→ **Stated goal**:
Pull every line from the material below and copy each one out word for word, in the same order.

→ **Provided data**:
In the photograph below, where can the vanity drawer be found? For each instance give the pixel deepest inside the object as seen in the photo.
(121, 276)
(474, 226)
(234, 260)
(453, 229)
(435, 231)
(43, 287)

→ **Solution**:
In the photograph below, where can the vanity drawer be found? For each instance give the pixel deepest inside the object as seen in the photo.
(121, 276)
(474, 226)
(234, 260)
(453, 229)
(435, 231)
(43, 287)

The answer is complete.